▶ BRIEF
Down to the last line, set the entries down again exactly.

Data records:
------------------------------------------------------------------------
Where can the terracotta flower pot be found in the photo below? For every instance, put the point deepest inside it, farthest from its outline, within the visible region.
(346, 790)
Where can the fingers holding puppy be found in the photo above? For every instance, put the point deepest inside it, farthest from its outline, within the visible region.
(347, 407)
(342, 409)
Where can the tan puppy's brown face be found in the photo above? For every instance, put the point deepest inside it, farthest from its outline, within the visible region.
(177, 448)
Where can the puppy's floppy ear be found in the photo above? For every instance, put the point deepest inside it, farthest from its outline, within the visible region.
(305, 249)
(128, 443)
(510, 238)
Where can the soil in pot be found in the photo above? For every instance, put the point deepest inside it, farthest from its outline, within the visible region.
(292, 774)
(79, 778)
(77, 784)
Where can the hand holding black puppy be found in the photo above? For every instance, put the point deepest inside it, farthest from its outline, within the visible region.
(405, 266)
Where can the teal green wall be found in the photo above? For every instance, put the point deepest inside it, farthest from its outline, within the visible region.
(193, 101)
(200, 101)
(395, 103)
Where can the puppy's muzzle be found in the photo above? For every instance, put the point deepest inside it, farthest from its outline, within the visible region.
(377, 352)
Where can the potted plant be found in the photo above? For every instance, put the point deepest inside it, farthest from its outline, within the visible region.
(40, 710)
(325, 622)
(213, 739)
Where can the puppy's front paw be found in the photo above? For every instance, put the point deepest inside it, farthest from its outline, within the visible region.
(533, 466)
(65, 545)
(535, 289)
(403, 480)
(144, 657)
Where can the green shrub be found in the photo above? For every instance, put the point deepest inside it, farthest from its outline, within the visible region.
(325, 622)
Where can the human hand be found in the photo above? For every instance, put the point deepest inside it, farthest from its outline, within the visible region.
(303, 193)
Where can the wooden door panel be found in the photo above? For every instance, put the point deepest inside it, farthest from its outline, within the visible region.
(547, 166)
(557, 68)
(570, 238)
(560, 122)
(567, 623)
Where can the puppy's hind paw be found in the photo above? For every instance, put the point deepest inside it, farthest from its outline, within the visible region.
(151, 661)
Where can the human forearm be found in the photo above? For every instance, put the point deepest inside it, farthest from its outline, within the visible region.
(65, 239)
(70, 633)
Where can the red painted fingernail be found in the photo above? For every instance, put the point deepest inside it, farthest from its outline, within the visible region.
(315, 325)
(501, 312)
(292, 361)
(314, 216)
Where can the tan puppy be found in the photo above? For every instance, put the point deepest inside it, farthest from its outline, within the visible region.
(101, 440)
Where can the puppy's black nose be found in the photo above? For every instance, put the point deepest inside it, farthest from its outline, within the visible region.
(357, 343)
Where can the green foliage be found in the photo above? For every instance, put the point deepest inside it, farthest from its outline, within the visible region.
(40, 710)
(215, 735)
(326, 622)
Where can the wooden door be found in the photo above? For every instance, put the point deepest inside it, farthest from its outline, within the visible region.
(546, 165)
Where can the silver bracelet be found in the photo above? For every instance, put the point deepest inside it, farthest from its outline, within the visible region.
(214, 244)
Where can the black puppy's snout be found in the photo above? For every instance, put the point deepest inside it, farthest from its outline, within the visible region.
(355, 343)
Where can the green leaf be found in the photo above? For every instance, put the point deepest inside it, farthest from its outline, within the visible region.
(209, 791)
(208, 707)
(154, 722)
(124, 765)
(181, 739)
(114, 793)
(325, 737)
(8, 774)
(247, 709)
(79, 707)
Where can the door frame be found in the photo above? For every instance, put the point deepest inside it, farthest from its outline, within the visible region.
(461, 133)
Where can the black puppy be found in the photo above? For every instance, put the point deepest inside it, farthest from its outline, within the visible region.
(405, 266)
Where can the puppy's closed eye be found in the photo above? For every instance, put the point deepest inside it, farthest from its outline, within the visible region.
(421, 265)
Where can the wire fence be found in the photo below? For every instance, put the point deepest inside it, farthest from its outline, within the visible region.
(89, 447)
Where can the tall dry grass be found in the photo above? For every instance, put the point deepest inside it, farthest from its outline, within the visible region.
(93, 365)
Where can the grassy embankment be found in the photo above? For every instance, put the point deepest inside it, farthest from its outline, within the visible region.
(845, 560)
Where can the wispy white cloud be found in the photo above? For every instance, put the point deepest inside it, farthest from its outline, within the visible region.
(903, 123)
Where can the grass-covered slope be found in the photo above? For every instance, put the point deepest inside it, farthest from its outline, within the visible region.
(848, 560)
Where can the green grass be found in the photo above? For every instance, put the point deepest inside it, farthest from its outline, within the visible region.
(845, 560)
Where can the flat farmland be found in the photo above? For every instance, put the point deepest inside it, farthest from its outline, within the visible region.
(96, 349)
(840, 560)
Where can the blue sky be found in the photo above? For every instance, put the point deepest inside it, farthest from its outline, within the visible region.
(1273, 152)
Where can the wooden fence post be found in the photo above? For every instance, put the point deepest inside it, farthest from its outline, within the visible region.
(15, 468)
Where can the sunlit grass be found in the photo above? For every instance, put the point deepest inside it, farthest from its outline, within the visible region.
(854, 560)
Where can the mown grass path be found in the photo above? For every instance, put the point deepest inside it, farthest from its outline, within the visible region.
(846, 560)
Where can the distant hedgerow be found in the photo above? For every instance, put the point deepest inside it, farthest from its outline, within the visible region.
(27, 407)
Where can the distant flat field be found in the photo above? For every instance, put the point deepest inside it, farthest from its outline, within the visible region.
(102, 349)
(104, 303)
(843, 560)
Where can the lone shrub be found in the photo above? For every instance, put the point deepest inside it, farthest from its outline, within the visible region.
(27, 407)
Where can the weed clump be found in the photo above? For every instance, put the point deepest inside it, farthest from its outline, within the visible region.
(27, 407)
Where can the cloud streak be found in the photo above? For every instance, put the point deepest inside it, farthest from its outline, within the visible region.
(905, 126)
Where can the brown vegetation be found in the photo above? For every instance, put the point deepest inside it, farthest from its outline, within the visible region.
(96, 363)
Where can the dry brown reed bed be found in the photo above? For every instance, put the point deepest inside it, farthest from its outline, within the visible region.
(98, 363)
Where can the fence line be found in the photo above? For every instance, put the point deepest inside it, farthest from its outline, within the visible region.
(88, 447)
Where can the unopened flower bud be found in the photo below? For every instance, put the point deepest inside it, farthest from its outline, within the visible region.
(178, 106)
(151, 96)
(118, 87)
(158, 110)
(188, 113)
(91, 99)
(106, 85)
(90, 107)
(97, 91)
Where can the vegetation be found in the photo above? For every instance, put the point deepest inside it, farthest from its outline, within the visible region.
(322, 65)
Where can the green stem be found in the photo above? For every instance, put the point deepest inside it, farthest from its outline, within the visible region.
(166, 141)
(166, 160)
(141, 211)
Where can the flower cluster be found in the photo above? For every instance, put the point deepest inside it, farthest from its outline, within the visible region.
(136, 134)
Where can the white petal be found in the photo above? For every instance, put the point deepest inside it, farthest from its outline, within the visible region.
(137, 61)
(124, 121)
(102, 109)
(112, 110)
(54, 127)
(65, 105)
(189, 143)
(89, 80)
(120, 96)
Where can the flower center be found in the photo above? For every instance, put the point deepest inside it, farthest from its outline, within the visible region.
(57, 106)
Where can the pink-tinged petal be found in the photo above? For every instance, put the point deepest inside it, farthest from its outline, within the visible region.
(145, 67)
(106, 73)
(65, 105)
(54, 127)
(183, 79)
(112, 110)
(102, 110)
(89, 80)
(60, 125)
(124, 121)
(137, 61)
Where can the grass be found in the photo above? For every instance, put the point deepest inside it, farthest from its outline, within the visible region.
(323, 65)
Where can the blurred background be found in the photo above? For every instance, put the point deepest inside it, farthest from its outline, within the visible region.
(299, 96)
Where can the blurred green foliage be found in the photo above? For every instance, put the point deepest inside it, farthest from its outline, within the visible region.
------------------------------------------------------------------------
▶ RESULT OF THIS TASK
Where can the terracotta flower pot be found in the photo below? For every instance, put the point deepest inside it, farthest from its outline, within the visible region.
(346, 790)
Where can the fingers holding puppy be found in the photo above? For every instance, put the point deepest inside it, farthest from its outline, within the visible region.
(347, 407)
(342, 409)
Where can the tan puppy's brown face be found in the photo above? For every instance, put the point deepest inside it, farthest from its outline, within the visible region.
(177, 448)
Where can the puppy's floppy ear be found in the photo above? For every instance, put the point deepest inside it, farthest from its outline, within the visible region.
(305, 249)
(128, 443)
(510, 238)
Where can the soil in pot be found in the photo above? For every instance, put the point deepest inside it, farthest from its outline, within the visible region.
(292, 774)
(79, 778)
(77, 784)
Where can the hand holding black puppy be found in the photo above? For every instance, put the point deepest inside it, farthest from its outline, within the visible region.
(405, 266)
Where can the teal green wall be found in the photo above? For every instance, put the point deepest inside it, farthest from its outline, within the visible region.
(193, 101)
(200, 101)
(395, 103)
Where can the puppy's muzzle be found in the photo above? For every instance, put the point deepest inside it, farthest from its outline, within the visible region.
(377, 352)
Where can the potted plant be found in the photo above? For every instance, put the point deepest inside it, farthest from its outline, within the visible region.
(40, 710)
(325, 622)
(213, 739)
Where can the puppy's front paw be found in the photo above? For every instance, put the point deepest inside it, farthest from its outline, within the visible region.
(533, 466)
(65, 545)
(535, 289)
(403, 480)
(144, 657)
Where can the green shrub be found in the photo above? For every instance, put the point deepest inside it, farthest from its outline, within the visible region.
(325, 622)
Where can the human hand be found in the photo above? For every instance, put the point deepest inside it, farthest from its outline, within the visible region.
(303, 193)
Where can the wooden door panel be found in the photo above? For every instance, put the point deepest inside it, farthest from its outline, within the visible region.
(547, 166)
(557, 68)
(570, 238)
(560, 122)
(567, 623)
Where can the puppy's hind paw be found in the photo above? For every instance, put the point deepest inside it, farthest from its outline, within the visible region.
(151, 661)
Where can the human forearm be found in the photo above? For every instance, put the point deepest inside it, farthest from its outline, within the visible region.
(65, 239)
(70, 633)
Where can the red painted fingernail be found in the photo above? For every instance, put the point deepest inside it, farthest from its outline, within the visible region.
(315, 325)
(501, 312)
(292, 361)
(314, 216)
Where can the tan puppy be found in the photo above? For every instance, put the point deepest inside it, farthest from its outline, within the visible region.
(101, 440)
Where can the puppy's black nose be found in the photo above? For every instance, put the point deepest inside it, farthest from its outline, within the visible region.
(357, 343)
Where can the green foliage be found in the photo above? For every instance, put the point deepest inside it, farthest from its outline, within the visible region.
(40, 710)
(215, 735)
(326, 622)
Where can the wooden door be found in the photo above? For every instance, put the point deepest inside it, farthest from its outline, within the visible region.
(546, 165)
Where can the silver bracelet be found in the photo above? For every instance, put the point deepest inside it, farthest from its outline, within the visible region.
(214, 244)
Where can the black puppy's snout be found in the photo above? For every instance, put the point deepest inside it, farthest from its outline, within the visible region.
(355, 343)
Where can the green leaf be found in the photo above? For every instance, put the point deepest inside it, farthest from its outline, within the visible region.
(209, 791)
(208, 707)
(154, 722)
(124, 765)
(181, 739)
(114, 793)
(325, 737)
(8, 774)
(247, 709)
(79, 707)
Where can the door frame be found in the photo above? For every instance, put the point deepest inside it, farthest from its outline, within the visible region.
(461, 133)
Where can the black puppy be found in the photo above? For every instance, put the point deepest inside it, farthest from its outline, within the visible region.
(405, 266)
Where can the puppy's closed eye be found in the photo above? For every instance, put the point deepest inside it, farthest from its outline, within the visible region.
(421, 265)
Where can the wire fence be found in the photo below? For every instance, put the point deepest inside it, farthest from its outline, within the visible region.
(89, 447)
Where can the tall dry grass be found in the photo above? For every instance, put the point deepest inside it, farthest from its outline, within the visible region.
(93, 365)
Where can the grassy embankment be found in the photo above? For every instance, put the point deepest inside it, farthest from its outline, within the visible region.
(845, 560)
Where can the wispy white cloud be found in the photo above? For every instance, put the point deepest inside it, farthest from its outline, within the visible region.
(903, 123)
Where can the grass-covered slope be found in the photo above? For every instance, put the point deepest inside it, farthest from its outline, within the visible region.
(848, 560)
Where can the green grass be found in the photo above? For every instance, put the point deepest inside it, farthest from its outline, within the visible region.
(845, 560)
Where can the flat farmland be found in the photo above? For every instance, put the point deepest inside it, farthest from its outline, within the visible region.
(96, 349)
(840, 560)
Where can the blue sky be found in the photo above? For every instance, put the point deepest inside it, farthest from its outline, within the visible region.
(1273, 152)
Where can the wooden fence post be found in the photo above? For every instance, put the point deepest inside it, farthest from its outline, within the visible region.
(15, 468)
Where can the sunlit grass be found in the photo above? For every instance, put the point deepest inside it, farthest from its outline, within the visible region.
(854, 560)
Where can the mown grass path be found in the photo above? For every instance, put the point deepest inside it, farthest from its outline, within the visible region.
(846, 560)
Where can the distant hedgerow be found in the photo above? For every instance, put the point deepest inside it, farthest from its outline, within the visible region.
(27, 407)
Where can the distant flat field be found in the photo above? For every instance, put the point deepest inside it, farthest from its outline, within the visible region.
(102, 349)
(104, 303)
(843, 560)
Where can the lone shrub be found in the photo above? For every instance, put the point deepest inside it, farthest from its outline, within the visible region.
(27, 407)
Where can the weed clump be found in the photo above? For every instance, put the point deepest inside it, farthest from its outline, within the visible region.
(27, 407)
Where can the cloud streak be found in the photo above? For every instance, put the point deepest inside it, farthest from its outline, within the visible region.
(905, 126)
Where can the brown vegetation be found in the photo above? For every instance, put the point deepest inside it, farthest from its outline, within the visible region.
(96, 363)
Where can the dry brown reed bed be found in the photo above? For every instance, put the point deepest inside it, farthest from its outline, within the visible region.
(98, 363)
Where can the fence line be found in the photo above? For every instance, put the point deepest inside it, farthest from its outline, within the visible region.
(88, 447)
Where can the unopened flower bud be found in the photo below? For every instance, put the point deepest inside it, farthest from its outline, within the visible region.
(178, 106)
(151, 96)
(118, 87)
(158, 110)
(188, 113)
(91, 99)
(106, 85)
(90, 107)
(97, 91)
Where can the vegetation be found in the photo above? For every instance, put the point deepest inside it, farthest from its outline, within the visible region.
(322, 65)
Where can the green stem be found in the photo above? For every instance, put the point deepest inside it, farthest from its outline, within the visible region.
(166, 141)
(166, 160)
(141, 211)
Where can the flower cluster be found in the photo above? For every instance, put the point deepest inside it, farthest from its outline, within the visible region.
(136, 134)
Where can the white petal be found in the photo above? For every instance, put the point deepest inside it, farthest from its outline, within the visible region.
(137, 61)
(124, 121)
(102, 109)
(112, 110)
(54, 127)
(65, 105)
(189, 143)
(89, 80)
(120, 96)
Where can the flower center be found in the photo above? For every instance, put the point deepest inside it, farthest from its outline, within the visible region.
(57, 106)
Where can the pink-tinged petal be found in the photo above? For every instance, put the point deepest inside it, farthest from its outline, within the visible region.
(145, 67)
(106, 73)
(65, 105)
(54, 127)
(183, 79)
(112, 110)
(102, 110)
(89, 80)
(60, 125)
(124, 121)
(137, 61)
Where can the grass be found in the photo above? For every instance, put the point deepest inside it, farthest from its outline, within the visible region.
(323, 65)
Where can the blurred background be found in the photo above? For every instance, put the point deepest inside it, farthest from its outline, within the visible region.
(299, 96)
Where can the blurred green foliage be found in the photo above? For every instance, put the point deepest inside it, farthest from its outline, within the visible region.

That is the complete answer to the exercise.